GIVEN RECORDS start

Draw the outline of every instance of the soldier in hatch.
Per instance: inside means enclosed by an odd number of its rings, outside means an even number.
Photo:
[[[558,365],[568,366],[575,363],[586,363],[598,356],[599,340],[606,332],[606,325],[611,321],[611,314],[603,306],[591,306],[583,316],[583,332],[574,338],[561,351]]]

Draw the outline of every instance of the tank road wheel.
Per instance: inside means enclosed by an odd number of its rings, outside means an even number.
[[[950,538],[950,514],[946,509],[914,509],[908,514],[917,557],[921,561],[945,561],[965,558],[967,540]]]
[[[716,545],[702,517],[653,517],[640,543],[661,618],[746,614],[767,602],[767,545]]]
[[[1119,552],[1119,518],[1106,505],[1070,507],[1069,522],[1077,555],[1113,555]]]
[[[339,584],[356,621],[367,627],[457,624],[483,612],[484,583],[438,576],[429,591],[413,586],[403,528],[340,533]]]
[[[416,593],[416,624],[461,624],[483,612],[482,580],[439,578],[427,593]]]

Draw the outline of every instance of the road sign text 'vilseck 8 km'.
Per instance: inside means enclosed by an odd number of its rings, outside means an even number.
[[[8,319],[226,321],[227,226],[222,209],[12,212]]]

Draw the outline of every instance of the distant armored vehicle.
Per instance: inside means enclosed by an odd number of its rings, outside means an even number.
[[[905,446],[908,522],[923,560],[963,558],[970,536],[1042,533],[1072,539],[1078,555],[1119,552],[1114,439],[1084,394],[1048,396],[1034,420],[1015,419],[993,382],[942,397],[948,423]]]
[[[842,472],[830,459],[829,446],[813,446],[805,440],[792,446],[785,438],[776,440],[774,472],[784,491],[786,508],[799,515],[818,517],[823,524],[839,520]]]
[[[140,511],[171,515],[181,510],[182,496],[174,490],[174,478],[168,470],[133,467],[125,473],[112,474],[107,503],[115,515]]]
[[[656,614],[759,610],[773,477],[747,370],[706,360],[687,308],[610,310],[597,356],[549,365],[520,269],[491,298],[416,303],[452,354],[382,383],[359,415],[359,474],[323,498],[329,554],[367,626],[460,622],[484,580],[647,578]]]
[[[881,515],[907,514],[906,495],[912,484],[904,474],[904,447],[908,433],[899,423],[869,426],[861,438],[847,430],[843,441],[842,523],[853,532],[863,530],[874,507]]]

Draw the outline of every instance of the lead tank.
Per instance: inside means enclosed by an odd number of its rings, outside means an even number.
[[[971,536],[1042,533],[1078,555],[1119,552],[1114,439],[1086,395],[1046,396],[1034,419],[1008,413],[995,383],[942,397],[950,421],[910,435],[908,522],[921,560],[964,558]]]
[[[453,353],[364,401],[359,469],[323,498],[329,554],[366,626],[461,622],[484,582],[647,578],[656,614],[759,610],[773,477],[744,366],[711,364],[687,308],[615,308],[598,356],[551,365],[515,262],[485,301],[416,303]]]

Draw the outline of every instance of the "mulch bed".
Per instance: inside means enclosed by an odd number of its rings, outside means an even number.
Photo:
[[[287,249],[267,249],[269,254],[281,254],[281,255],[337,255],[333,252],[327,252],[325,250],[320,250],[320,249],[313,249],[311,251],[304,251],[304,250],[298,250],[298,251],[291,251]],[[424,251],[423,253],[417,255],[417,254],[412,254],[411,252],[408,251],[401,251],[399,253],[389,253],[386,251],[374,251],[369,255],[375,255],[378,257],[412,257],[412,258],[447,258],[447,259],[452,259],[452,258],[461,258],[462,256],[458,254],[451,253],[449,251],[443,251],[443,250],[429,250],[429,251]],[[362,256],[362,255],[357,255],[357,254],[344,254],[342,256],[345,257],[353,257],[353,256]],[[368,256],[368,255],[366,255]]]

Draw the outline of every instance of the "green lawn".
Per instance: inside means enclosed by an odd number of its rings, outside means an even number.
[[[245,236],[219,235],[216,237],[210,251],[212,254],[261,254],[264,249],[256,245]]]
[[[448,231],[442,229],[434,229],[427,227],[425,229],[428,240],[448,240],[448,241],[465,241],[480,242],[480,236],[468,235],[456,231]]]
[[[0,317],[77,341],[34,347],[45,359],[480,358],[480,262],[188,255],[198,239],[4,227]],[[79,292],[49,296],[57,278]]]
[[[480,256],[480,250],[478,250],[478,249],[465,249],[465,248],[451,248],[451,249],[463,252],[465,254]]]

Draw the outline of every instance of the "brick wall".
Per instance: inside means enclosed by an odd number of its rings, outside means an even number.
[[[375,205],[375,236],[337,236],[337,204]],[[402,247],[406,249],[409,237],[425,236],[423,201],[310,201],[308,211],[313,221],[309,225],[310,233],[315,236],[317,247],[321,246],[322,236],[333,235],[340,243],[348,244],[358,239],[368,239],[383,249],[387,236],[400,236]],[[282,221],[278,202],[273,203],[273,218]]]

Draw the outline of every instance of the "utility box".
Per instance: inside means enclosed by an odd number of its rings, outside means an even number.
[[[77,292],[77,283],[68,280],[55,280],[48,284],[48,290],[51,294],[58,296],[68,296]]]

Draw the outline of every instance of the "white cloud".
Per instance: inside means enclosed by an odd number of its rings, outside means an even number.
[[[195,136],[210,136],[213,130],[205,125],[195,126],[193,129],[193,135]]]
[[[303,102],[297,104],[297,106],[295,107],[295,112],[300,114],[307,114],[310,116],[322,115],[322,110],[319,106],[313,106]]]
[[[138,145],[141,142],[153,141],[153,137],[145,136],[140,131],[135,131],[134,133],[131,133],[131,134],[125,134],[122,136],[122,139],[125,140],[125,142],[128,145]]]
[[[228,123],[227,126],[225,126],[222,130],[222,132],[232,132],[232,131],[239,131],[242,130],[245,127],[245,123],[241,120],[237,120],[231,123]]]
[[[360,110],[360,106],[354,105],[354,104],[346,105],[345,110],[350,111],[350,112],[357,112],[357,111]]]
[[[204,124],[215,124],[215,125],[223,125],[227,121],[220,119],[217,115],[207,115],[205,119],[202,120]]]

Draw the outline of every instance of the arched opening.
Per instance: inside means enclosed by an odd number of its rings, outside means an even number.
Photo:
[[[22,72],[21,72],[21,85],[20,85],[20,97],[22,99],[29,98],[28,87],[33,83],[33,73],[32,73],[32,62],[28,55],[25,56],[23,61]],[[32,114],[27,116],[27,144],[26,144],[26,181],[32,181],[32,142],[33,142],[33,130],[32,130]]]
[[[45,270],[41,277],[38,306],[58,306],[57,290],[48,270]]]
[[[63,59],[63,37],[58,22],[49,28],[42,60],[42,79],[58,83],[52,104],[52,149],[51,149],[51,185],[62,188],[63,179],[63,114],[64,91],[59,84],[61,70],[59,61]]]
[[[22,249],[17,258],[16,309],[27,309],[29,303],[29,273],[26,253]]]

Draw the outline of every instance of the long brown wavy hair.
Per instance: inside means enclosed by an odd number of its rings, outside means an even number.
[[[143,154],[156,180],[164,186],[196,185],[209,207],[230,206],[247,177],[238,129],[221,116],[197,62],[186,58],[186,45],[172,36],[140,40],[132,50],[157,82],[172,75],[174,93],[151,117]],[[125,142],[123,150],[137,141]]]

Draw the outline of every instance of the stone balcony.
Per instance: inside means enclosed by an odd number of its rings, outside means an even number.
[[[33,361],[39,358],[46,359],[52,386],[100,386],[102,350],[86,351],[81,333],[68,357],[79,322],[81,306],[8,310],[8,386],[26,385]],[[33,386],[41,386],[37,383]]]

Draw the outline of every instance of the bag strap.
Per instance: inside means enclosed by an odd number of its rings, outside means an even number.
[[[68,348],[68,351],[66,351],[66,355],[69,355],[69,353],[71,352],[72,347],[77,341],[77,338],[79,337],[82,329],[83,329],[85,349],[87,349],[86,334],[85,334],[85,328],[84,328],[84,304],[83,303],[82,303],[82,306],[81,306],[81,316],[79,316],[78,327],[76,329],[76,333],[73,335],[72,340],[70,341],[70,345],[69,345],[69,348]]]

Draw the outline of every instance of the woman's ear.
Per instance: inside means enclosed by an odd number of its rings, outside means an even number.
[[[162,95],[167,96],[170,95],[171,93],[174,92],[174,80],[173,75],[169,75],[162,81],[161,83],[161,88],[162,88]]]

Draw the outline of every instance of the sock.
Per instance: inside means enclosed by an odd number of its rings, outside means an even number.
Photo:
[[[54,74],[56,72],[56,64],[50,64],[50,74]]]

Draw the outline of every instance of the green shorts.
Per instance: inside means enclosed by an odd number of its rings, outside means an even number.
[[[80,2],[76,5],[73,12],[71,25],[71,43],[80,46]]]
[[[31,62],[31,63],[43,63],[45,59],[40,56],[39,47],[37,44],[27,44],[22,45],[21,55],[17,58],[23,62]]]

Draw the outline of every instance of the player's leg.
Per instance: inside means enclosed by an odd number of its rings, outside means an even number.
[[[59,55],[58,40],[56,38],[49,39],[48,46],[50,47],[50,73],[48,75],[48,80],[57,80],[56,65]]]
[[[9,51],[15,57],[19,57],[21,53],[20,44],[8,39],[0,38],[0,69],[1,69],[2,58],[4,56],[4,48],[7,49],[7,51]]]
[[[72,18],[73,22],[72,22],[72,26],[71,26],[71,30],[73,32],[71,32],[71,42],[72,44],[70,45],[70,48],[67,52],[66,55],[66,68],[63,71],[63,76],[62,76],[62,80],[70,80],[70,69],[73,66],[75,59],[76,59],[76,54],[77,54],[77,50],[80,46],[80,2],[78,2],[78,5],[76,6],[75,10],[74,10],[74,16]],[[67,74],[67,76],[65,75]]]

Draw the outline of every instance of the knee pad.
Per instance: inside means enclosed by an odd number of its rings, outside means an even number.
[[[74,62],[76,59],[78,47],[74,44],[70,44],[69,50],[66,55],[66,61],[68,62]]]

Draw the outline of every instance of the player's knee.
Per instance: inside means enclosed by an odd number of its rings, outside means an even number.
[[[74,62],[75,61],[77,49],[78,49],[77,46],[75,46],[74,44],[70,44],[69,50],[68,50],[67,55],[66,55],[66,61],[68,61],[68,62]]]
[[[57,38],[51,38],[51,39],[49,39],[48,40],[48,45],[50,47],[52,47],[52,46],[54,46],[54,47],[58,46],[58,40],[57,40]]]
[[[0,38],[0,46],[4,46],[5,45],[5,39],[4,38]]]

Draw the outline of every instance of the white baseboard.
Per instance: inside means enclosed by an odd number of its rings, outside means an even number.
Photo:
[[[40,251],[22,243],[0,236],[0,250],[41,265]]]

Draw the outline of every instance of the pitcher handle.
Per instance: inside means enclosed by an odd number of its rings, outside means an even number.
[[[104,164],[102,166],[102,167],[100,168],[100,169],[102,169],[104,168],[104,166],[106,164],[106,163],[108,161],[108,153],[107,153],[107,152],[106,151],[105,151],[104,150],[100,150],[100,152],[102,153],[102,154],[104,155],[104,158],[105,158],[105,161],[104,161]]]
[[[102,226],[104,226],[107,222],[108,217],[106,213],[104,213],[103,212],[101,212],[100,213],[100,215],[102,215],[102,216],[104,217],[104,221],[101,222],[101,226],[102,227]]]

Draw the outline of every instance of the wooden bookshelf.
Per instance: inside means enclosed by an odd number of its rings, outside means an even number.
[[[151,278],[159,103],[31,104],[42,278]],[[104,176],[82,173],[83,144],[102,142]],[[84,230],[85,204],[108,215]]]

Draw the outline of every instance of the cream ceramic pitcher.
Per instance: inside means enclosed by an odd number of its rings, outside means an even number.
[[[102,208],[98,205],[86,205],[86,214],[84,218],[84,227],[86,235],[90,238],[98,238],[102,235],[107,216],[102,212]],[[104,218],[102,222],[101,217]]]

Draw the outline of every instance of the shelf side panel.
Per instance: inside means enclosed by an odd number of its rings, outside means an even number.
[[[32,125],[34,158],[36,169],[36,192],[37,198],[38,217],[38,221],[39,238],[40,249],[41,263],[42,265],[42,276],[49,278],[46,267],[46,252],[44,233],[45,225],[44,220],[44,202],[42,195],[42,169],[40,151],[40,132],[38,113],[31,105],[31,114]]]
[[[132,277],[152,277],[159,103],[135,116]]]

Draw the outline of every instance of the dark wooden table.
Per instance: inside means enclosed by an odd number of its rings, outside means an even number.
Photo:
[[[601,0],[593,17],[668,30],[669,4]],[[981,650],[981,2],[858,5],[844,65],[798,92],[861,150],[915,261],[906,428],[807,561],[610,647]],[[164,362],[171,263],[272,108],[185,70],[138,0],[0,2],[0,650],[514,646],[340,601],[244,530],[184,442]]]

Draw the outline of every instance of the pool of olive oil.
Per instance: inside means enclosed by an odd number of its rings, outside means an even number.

GIVEN RECORDS end

• JOB
Please give the stretch of entries from the line containing "Draw the outline of every instance of the woman's" through the line containing "[[[40,251],[22,243],[0,236],[0,250],[41,265]]]" again, swapping "player's" for "athlete's" and leaving everything else unchanged.

• THE OUTPUT
Draw the outline of every instance of the woman's ear.
Per instance: inside means enclosed by an odd number of its rings, outside means an even number.
[[[162,95],[167,96],[170,95],[171,93],[174,92],[174,80],[173,75],[169,75],[162,81],[161,83],[161,88],[162,88]]]

Draw the outline of every instance of the sock.
Per instance: inside means enclosed by an odd number of its rings, outside means an even number.
Photo:
[[[54,74],[56,72],[56,64],[50,64],[50,74]]]

Draw the outline of every instance of the green shorts.
Per instance: inside means enclosed by an odd number of its rings, outside means an even number.
[[[80,2],[76,5],[73,12],[71,25],[71,43],[80,46]]]
[[[31,62],[31,63],[43,63],[45,59],[40,56],[39,47],[37,44],[27,44],[22,45],[21,55],[17,58],[23,62]]]

Draw the outline of every instance of the athlete's leg.
Per instance: inside means enclosed by an odd number of its rings, outside means an even number.
[[[59,55],[58,40],[56,38],[49,39],[48,46],[50,47],[50,73],[48,75],[48,80],[57,80],[56,65]]]
[[[9,51],[15,57],[19,57],[21,53],[20,44],[8,39],[0,38],[0,69],[1,69],[2,58],[4,56],[4,48],[7,49],[7,51]]]
[[[72,18],[73,22],[72,22],[72,26],[71,26],[71,30],[73,32],[71,32],[71,42],[72,44],[70,45],[70,48],[67,52],[66,55],[66,68],[63,71],[63,76],[62,76],[62,80],[70,80],[70,69],[73,66],[75,59],[76,59],[76,54],[77,54],[77,50],[80,46],[80,2],[78,2],[78,5],[76,6],[75,10],[74,10],[74,16]],[[67,74],[67,76],[65,75]]]

Draw the outline of every instance of the knee pad.
Per instance: inside means enclosed by an odd number of its rings, outside means an even number.
[[[74,62],[76,59],[78,47],[74,44],[70,44],[69,50],[66,55],[66,61],[68,62]]]

Draw the outline of every instance of the athlete's knee.
Per instance: inside means enclosed by an odd number of its rings, outside means an even number.
[[[74,62],[75,61],[77,49],[78,49],[77,46],[75,46],[74,44],[70,44],[69,50],[68,50],[67,55],[66,55],[66,61],[68,61],[68,62]]]
[[[57,38],[51,38],[51,39],[49,39],[48,40],[48,45],[50,47],[52,47],[52,46],[54,46],[54,47],[58,46],[58,40],[57,40]]]
[[[0,38],[0,46],[4,46],[5,45],[5,39],[4,38]]]

Draw the outline of every instance of the white baseboard.
Per instance: inside means enclosed by an odd number of its rings, outside means an even number.
Photo:
[[[40,251],[22,243],[0,236],[0,250],[41,265]]]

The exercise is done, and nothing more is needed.